Problem to work on
Arrange the records below as a two-column CSV with the header instruction,output and one row per record. Put each record's text in the instruction field and its answer in the output field, quoting both and replacing line breaks with spaces.

Extracted records
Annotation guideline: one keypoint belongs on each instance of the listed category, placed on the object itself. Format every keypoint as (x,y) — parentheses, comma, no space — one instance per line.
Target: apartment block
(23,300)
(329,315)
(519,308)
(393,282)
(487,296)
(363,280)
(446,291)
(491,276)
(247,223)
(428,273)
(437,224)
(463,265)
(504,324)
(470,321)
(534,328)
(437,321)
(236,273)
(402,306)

The reply
instruction,output
"Annotation guideline: one keypoint belongs on each instance of the listed category, placed on the object itself. Format every keypoint as (x,y) — parentheses, comma, no space — one instance per line. Target: apartment block","(23,300) (329,315) (519,308) (393,282) (487,296) (363,280) (446,291) (491,276) (247,223) (428,273) (437,224) (463,265) (504,324) (470,321) (534,328) (437,321) (236,273) (402,306)"